* [Work to complete] Extract every line of the records below verbatim, leaving out the pictures.

* [Data for this exercise]
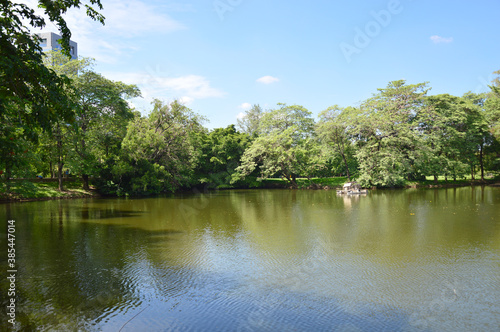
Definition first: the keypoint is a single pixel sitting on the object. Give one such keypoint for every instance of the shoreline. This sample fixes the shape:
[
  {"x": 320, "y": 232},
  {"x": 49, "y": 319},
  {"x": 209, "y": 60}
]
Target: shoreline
[{"x": 92, "y": 193}]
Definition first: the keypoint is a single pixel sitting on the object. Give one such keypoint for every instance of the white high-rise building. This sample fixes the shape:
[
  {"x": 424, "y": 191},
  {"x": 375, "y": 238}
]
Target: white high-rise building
[{"x": 49, "y": 43}]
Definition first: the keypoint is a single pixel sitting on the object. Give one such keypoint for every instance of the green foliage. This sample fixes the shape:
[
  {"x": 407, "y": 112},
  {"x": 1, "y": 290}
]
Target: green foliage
[
  {"x": 221, "y": 151},
  {"x": 159, "y": 152},
  {"x": 387, "y": 134},
  {"x": 333, "y": 131},
  {"x": 250, "y": 122}
]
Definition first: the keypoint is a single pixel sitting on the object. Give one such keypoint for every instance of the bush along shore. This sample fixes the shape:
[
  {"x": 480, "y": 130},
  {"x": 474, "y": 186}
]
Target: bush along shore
[{"x": 47, "y": 189}]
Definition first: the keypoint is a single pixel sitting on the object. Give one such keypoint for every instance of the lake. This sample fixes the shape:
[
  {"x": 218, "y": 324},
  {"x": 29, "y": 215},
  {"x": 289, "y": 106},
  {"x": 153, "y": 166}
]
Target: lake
[{"x": 259, "y": 260}]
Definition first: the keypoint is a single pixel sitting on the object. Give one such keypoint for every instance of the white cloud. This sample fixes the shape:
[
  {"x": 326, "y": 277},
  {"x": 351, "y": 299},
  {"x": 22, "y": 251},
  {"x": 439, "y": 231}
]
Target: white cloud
[
  {"x": 438, "y": 39},
  {"x": 245, "y": 106},
  {"x": 267, "y": 79},
  {"x": 186, "y": 88}
]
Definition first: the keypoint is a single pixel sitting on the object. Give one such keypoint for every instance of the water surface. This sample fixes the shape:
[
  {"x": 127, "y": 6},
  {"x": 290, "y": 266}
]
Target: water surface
[{"x": 260, "y": 260}]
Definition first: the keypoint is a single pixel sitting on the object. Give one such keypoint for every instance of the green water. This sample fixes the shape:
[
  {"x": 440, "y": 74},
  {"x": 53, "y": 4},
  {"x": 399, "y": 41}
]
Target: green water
[{"x": 258, "y": 260}]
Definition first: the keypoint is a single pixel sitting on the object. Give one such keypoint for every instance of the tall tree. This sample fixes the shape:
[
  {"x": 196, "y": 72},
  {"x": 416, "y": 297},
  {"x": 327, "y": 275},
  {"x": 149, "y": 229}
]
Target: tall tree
[
  {"x": 286, "y": 145},
  {"x": 249, "y": 123},
  {"x": 38, "y": 92},
  {"x": 221, "y": 151},
  {"x": 333, "y": 129},
  {"x": 100, "y": 101},
  {"x": 387, "y": 134},
  {"x": 60, "y": 131},
  {"x": 160, "y": 150}
]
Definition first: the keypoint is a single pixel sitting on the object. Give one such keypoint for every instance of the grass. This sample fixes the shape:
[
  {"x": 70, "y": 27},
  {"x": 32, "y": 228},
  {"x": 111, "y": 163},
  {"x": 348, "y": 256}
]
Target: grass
[{"x": 28, "y": 190}]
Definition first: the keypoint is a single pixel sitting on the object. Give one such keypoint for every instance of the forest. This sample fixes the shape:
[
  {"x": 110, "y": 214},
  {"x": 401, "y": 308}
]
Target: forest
[
  {"x": 400, "y": 134},
  {"x": 60, "y": 119}
]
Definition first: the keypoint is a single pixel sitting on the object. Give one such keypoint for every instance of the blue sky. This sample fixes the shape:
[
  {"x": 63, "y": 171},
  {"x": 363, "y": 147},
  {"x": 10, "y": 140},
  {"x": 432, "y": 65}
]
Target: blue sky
[{"x": 221, "y": 56}]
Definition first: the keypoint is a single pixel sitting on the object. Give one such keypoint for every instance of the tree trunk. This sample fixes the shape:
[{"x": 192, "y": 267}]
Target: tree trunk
[
  {"x": 60, "y": 162},
  {"x": 85, "y": 180},
  {"x": 481, "y": 162},
  {"x": 346, "y": 168},
  {"x": 60, "y": 165},
  {"x": 8, "y": 174}
]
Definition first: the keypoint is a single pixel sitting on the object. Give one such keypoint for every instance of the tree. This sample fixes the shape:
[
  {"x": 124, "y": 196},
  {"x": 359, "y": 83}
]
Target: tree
[
  {"x": 333, "y": 129},
  {"x": 249, "y": 124},
  {"x": 38, "y": 92},
  {"x": 387, "y": 134},
  {"x": 286, "y": 145},
  {"x": 221, "y": 151},
  {"x": 60, "y": 131},
  {"x": 100, "y": 102},
  {"x": 492, "y": 114},
  {"x": 160, "y": 151}
]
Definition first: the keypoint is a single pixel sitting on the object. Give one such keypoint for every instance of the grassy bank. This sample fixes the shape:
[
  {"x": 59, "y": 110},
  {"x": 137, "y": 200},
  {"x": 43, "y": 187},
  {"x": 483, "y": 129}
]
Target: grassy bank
[
  {"x": 27, "y": 190},
  {"x": 39, "y": 190}
]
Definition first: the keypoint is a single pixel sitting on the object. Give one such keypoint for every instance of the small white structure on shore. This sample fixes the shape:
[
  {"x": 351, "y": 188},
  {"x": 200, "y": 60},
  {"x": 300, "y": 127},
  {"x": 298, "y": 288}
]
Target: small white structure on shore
[{"x": 352, "y": 188}]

* [Solved problem]
Definition first: the keypoint is a single pixel sitting on the object. Give one such keypoint for every instance of the shoreline. This sample fixes the shape:
[
  {"x": 320, "y": 232},
  {"x": 49, "y": 319},
  {"x": 209, "y": 60}
]
Target: shoreline
[{"x": 92, "y": 193}]
Definition first: the keypoint is a single pixel sitting on the object. Give one such keypoint for every instance of the white high-rise building. This sample fixes the shape:
[
  {"x": 424, "y": 191},
  {"x": 375, "y": 238}
]
Target: white high-rise building
[{"x": 49, "y": 43}]
Definition first: the keypoint is a single pixel sitting on the object. Give one such keypoint for every instance of the green foliage. This sample fixes the shape:
[
  {"x": 407, "y": 112},
  {"x": 1, "y": 290}
]
Target: green foliage
[
  {"x": 221, "y": 151},
  {"x": 159, "y": 152},
  {"x": 387, "y": 134},
  {"x": 333, "y": 131},
  {"x": 250, "y": 122}
]
Definition first: the keypoint is a single pixel sitting on the object. Give one such keypoint for every instance of the bush along shore. This sample fixes the shape:
[
  {"x": 480, "y": 130},
  {"x": 474, "y": 186}
]
Target: bush along shore
[{"x": 47, "y": 189}]
Definition first: the keypoint is a single pixel sitting on the object. Give one such keypoint for every instance of the lake. This sample fixes the shape:
[
  {"x": 218, "y": 324},
  {"x": 29, "y": 215},
  {"x": 289, "y": 106},
  {"x": 153, "y": 166}
]
Target: lake
[{"x": 259, "y": 260}]
Definition first: the keypoint is a single pixel sitting on the object. Give one such keypoint for every instance of the white cloud. This sample fixes the shape:
[
  {"x": 326, "y": 277},
  {"x": 351, "y": 299},
  {"x": 22, "y": 251},
  {"x": 439, "y": 231}
]
Target: white cloud
[
  {"x": 438, "y": 39},
  {"x": 245, "y": 106},
  {"x": 267, "y": 79},
  {"x": 186, "y": 88}
]
Definition first: the keypoint is a single pixel sitting on the object. Give one such keypoint for every instance of the water surface. This sample fixes the shape:
[
  {"x": 127, "y": 6},
  {"x": 290, "y": 266}
]
Target: water surface
[{"x": 260, "y": 260}]
Definition first: the keypoint is a single pixel sitting on the object. Give one such keypoint for every instance of the green water. This sample fixes the shape:
[
  {"x": 440, "y": 74},
  {"x": 53, "y": 4},
  {"x": 399, "y": 41}
]
Target: green water
[{"x": 258, "y": 260}]
Definition first: the keypoint is a single pixel sitting on the object. Give one such keypoint for every instance of the tall tree. This sample fixes the shape:
[
  {"x": 196, "y": 72},
  {"x": 416, "y": 297},
  {"x": 327, "y": 275},
  {"x": 149, "y": 229}
]
Target: tall tree
[
  {"x": 286, "y": 145},
  {"x": 249, "y": 123},
  {"x": 38, "y": 92},
  {"x": 221, "y": 151},
  {"x": 333, "y": 129},
  {"x": 100, "y": 101},
  {"x": 387, "y": 134},
  {"x": 60, "y": 131},
  {"x": 160, "y": 150}
]
Definition first: the keypoint is a single pixel sitting on the object. Give one such keypoint for every instance of the grass. This sample fixes the shape:
[
  {"x": 70, "y": 27},
  {"x": 32, "y": 228},
  {"x": 111, "y": 163},
  {"x": 348, "y": 256}
]
Target: grass
[{"x": 28, "y": 190}]
Definition first: the keypoint is a single pixel sitting on the object. Give one such keypoint for every instance of the forest. This sample fixes the shape:
[
  {"x": 110, "y": 214},
  {"x": 401, "y": 308}
]
Target: forest
[
  {"x": 400, "y": 134},
  {"x": 60, "y": 119}
]
Definition first: the keypoint is a single pixel sitting on the object. Give one such keypoint for every instance of the blue sky. This sample fixes the shape:
[
  {"x": 63, "y": 171},
  {"x": 363, "y": 147},
  {"x": 10, "y": 140},
  {"x": 432, "y": 65}
]
Target: blue sky
[{"x": 221, "y": 56}]
Definition first: the keypoint is a single pixel sitting on the object. Give one such keypoint for every instance of the tree trunk. This sample fixes the shape:
[{"x": 192, "y": 267}]
Target: tree trunk
[
  {"x": 60, "y": 162},
  {"x": 85, "y": 180},
  {"x": 481, "y": 162},
  {"x": 346, "y": 168},
  {"x": 60, "y": 165},
  {"x": 8, "y": 174}
]
Definition first: the keypoint is a single pixel sitting on the object. Give one such keypoint for every instance of the tree. This sample fixes the shape:
[
  {"x": 124, "y": 196},
  {"x": 359, "y": 83}
]
Target: tree
[
  {"x": 333, "y": 129},
  {"x": 249, "y": 124},
  {"x": 38, "y": 92},
  {"x": 387, "y": 134},
  {"x": 286, "y": 145},
  {"x": 221, "y": 151},
  {"x": 60, "y": 131},
  {"x": 100, "y": 102},
  {"x": 492, "y": 114},
  {"x": 160, "y": 151}
]
Definition first: the keypoint is a single pixel sitting on the object. Give one such keypoint for every instance of the grassy bank. This sample fixes the shape:
[
  {"x": 59, "y": 110},
  {"x": 137, "y": 200},
  {"x": 43, "y": 187},
  {"x": 483, "y": 129}
]
Target: grassy bank
[
  {"x": 27, "y": 190},
  {"x": 39, "y": 190}
]
Definition first: the keypoint is a single pixel sitting on the object. Give one such keypoint for every instance of the small white structure on shore. This sample fixes the shape:
[
  {"x": 351, "y": 188},
  {"x": 200, "y": 60},
  {"x": 300, "y": 127},
  {"x": 298, "y": 288}
]
Target: small white structure on shore
[{"x": 352, "y": 188}]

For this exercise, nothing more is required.